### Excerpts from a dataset

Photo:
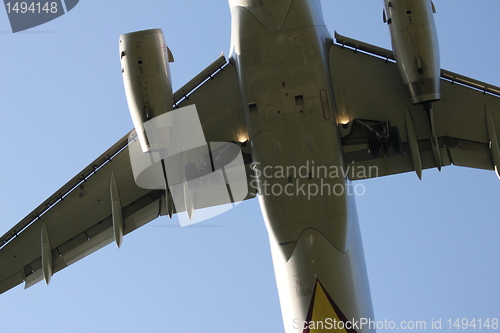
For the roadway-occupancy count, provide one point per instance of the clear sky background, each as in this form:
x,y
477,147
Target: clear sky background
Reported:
x,y
432,246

### Work request
For this exercise, transcribe the entries verbatim and skip all pictures.

### Task output
Photo:
For the roadway-occupancy count, provide one point per instance of the clear sky background, each as in this form:
x,y
477,147
Target: clear sky background
Reported:
x,y
432,246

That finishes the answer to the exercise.